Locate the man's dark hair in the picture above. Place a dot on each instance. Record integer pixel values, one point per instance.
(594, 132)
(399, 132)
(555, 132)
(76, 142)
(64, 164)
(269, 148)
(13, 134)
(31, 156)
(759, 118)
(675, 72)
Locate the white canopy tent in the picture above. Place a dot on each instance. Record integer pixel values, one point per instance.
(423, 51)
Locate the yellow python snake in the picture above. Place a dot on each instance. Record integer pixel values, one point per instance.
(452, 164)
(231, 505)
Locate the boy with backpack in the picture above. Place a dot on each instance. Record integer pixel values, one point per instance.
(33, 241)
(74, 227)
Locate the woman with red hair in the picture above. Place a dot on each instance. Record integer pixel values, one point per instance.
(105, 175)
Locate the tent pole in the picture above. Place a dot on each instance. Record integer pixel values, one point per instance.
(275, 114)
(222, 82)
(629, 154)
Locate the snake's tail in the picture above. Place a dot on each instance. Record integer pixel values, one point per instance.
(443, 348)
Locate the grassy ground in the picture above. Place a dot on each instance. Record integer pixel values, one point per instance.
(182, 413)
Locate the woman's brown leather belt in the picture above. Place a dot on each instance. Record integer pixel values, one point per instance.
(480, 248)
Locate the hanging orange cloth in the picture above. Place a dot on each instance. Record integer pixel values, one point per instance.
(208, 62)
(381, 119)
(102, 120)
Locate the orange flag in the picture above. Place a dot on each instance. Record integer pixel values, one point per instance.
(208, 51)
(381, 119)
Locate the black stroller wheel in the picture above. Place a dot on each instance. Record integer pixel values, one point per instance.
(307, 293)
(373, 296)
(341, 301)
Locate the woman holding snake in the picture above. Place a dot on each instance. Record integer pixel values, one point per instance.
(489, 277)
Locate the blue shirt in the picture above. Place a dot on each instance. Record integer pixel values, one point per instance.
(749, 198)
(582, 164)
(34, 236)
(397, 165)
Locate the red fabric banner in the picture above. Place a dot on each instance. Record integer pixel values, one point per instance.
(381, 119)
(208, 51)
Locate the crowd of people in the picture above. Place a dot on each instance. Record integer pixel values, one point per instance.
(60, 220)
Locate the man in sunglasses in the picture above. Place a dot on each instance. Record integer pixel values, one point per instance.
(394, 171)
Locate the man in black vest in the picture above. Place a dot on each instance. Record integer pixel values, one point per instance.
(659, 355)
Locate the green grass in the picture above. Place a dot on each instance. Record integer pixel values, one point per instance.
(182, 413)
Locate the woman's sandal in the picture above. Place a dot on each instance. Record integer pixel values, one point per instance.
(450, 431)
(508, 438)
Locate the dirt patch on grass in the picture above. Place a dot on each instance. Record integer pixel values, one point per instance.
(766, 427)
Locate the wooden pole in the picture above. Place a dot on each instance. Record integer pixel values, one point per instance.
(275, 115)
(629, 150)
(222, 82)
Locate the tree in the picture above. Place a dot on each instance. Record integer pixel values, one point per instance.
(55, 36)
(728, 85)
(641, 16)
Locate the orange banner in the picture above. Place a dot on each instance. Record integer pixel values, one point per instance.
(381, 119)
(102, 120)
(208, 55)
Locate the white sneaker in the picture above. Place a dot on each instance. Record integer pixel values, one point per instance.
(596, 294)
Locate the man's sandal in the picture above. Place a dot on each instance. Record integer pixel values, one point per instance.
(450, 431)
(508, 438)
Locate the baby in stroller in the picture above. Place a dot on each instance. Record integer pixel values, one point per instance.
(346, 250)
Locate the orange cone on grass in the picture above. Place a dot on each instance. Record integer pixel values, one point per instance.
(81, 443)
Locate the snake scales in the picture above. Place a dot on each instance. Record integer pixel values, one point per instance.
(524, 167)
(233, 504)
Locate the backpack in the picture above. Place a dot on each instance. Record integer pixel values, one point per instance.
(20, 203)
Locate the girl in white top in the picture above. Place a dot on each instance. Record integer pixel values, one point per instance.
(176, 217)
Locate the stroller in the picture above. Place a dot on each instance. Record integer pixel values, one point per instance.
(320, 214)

════════

## EXERCISE OBJECTIVE:
Preserving every character, copy the records above out again.

## ANSWER SPACE:
Locate the man's dark hair in the picture above. Place a dot on each instance. Record integer pixel values, one point per instance.
(594, 132)
(399, 132)
(555, 132)
(76, 142)
(64, 164)
(269, 148)
(13, 134)
(31, 156)
(759, 118)
(675, 72)
Locate the white canopy tent in the picture above. Place a dot on each instance. Record integer pixel values, one point per instance.
(423, 51)
Locate the yellow python snake in the picture above. Place a dot on each instance. Record integer pixel values, one point per instance.
(452, 164)
(231, 505)
Locate the boy with backpack in the picture above. Place a dot on each instance. Record integer pixel values, one point per instance.
(33, 241)
(74, 227)
Locate the woman with red hair in the picture above. Place a dot on each instance. Record integer pixel values, one point per instance.
(105, 175)
Locate the tent pole in the picture above. Place a dot on each instance. Record integer pixel values, one point per instance.
(275, 114)
(222, 82)
(629, 154)
Locate the snake's tail in the picture above. Place a dot on each instance. Record integer pixel values, one point per instance.
(443, 348)
Locate the grassy ground in the picture above. Place a dot on each instance. Record integer pixel values, one point per instance.
(182, 413)
Locate the woman's brown leather belt in the picture above. Place a dot on each instance. Record integer pixel values, one point per instance.
(480, 248)
Locate the hanging orange cloth in the picture above. Place a dot on each instance. Record integer pixel values, one point per instance.
(208, 62)
(381, 119)
(102, 120)
Locate the orange flag in the picture above. Place a dot on each instance. Record integer pixel values, one point per instance.
(208, 51)
(381, 119)
Locate the black stroller wheel in the picture above. Place a dot on each instance. Record integer pixel values, one point per instance.
(307, 293)
(373, 296)
(341, 301)
Locate the woman holding snake in the picture above. Place a dot on each instance. Record integer pixel values, one point per instance.
(489, 277)
Locate the blue shirt in the picture above. Place a dot on each instance. Record integer pixel values, one point per instance.
(749, 198)
(582, 164)
(34, 236)
(397, 165)
Locate the red fabric banner in the picture above. Place a dot on each instance. Record integer pixel values, one point per instance.
(381, 119)
(208, 51)
Locate the crowd of people in the picture above. Place a dot on each instance. Record integer pixel values, one point per instance.
(60, 220)
Locate the man in sunglasses in the picture above. Place a dot on each instance. Record integer pixel values, one point per instance.
(394, 171)
Locate the man in black vest in the picture above. Place a dot on each instance. Record integer pixel values, one point per instance.
(659, 355)
Locate the green grass in the picture above. Place a dot on each instance. Record integer pixel values, one point per instance.
(182, 413)
Locate the woman's sandal in the picture above. Place a dot on each instance. Record integer pixel values, one point per instance.
(450, 431)
(508, 438)
Locate the dirt patch on grass in the picture above. Place a dot on each instance. Record integer pixel values, one point per instance.
(766, 427)
Locate the wooden pole in the picture above. Place a dot on each instance. Record integer pixel values, one point per instance.
(275, 115)
(629, 150)
(222, 82)
Locate the tree in the picture above. Place a dot on each instance. Record integer pixel values, one point per instance.
(55, 36)
(728, 85)
(641, 16)
Locate the orange banner in the picture above. Place a dot on each instance. Record integer pixel values, one point per instance.
(381, 119)
(102, 120)
(208, 55)
Locate the white sneaker in the picture above. Place a dot on each instance. Record integer pixel values, one point per instance.
(596, 294)
Locate the man's sandal in the picture above. Place a dot on each instance. Record integer pixel values, one point per instance.
(450, 431)
(508, 438)
Locate the baby in stroller in the picture above. Place a dot on each instance. Record integer pixel values, one point per instance.
(346, 250)
Locate the orange cone on grass in the picture above. Place a dot on each instance. Record integer pixel values, one point per instance.
(81, 443)
Locate the snake scales in the picture above. Place a dot on each instance. Record integer pixel values, one point per instance.
(524, 167)
(233, 504)
Locate the backpack in the picture above. Place a dot on each instance. Record integer pixel values, one point per instance.
(20, 203)
Locate the girl in white top in the picture above. Place a dot on each instance. Record integer pixel values, one point per instance.
(176, 217)
Locate the stroller in the picture above. Place a dot on each instance. Record integer pixel values, one point per instance.
(320, 214)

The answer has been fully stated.